◆ TASK
Present every line of the material below as a numbered list, skipping blank lines. Leave any pictures out of the answer.

Items listed in a dataset:

** BEGIN **

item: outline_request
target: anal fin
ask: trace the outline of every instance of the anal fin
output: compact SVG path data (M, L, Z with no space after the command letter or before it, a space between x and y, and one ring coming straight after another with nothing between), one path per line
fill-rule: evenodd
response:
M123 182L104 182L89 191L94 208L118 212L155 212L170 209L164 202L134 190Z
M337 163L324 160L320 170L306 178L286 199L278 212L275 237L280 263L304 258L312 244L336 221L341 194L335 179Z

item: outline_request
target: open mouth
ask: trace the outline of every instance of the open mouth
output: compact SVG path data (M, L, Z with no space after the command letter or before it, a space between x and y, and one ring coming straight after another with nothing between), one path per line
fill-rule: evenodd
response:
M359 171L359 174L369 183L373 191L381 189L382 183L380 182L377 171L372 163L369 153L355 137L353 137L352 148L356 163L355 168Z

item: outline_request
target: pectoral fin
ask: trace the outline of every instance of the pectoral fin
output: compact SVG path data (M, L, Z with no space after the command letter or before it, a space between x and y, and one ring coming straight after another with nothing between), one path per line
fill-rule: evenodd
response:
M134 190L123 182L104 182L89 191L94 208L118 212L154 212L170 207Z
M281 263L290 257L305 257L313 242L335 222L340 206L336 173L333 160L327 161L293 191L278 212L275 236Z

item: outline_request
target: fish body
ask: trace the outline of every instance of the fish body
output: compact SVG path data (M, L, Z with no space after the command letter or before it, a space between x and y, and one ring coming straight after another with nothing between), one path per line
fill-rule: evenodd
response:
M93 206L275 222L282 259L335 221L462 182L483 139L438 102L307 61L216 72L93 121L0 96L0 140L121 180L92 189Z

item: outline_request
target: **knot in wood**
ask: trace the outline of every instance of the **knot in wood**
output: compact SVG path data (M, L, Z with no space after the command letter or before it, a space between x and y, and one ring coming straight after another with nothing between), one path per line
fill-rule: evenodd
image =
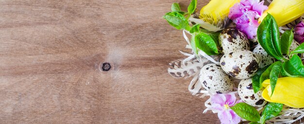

** END **

◆ FULL SOLUTION
1. item: outline_request
2. target: anal fin
3. ask: trace the outline of every instance of the anal fin
4. output: compact SVG path data (M, L, Z with no space after the command letter or before it, a space between x and y, and one ring coming straight after another with nothing between), one path per line
5. fill-rule: evenodd
6. response:
7. M123 182L104 182L89 191L94 208L118 212L155 212L170 209L164 202L134 190Z
8. M337 163L324 160L320 170L306 178L286 199L278 212L275 237L280 263L304 258L312 244L336 221L341 194L335 179Z
9. item: outline_request
10. target: open mouth
11. ask: trace the outline of every instance of the open mouth
12. output: compact SVG path data (M, L, Z with no space after the command letter or before it, a space between x and y, and one ring coming straight after another with nothing between), one path per line
13. fill-rule: evenodd
14. response:
15. M359 171L359 174L369 183L373 191L381 189L382 183L380 182L377 171L372 163L369 153L355 137L353 137L352 148L356 163L355 168Z
16. item: outline_request
17. target: pectoral fin
18. ask: trace the outline of every instance of the pectoral fin
19. output: compact SVG path data (M, L, Z with no space after the command letter or before it, a space between x and y, and one ring coming straight after another with nothing between), one path per line
20. fill-rule: evenodd
21. response:
22. M134 190L123 182L104 182L89 191L94 208L118 212L154 212L170 207Z
23. M281 263L290 257L305 257L313 242L335 222L340 206L336 173L333 160L327 161L293 191L278 212L275 236Z
24. item: outline_request
25. target: fish body
26. ask: trace the outline of every instance of the fish body
27. output: compact SVG path data (M, L, Z with no space after the command letter or before it, a space between x and y, and one ring coming straight after another with nothing between), one path per line
28. fill-rule: evenodd
29. response:
30. M93 206L275 222L282 259L335 221L462 182L483 139L438 102L307 61L216 72L93 121L0 96L0 140L121 180L92 189Z
31. item: outline_request
32. target: **knot in wood**
33. ask: trace the outline of every instance of the **knot in wood**
34. output: compact SVG path data (M, L, Z with no space after the command letter or before it, a space between x and y, and one ring coming straight after another with nothing between), one path per line
35. fill-rule: evenodd
36. image =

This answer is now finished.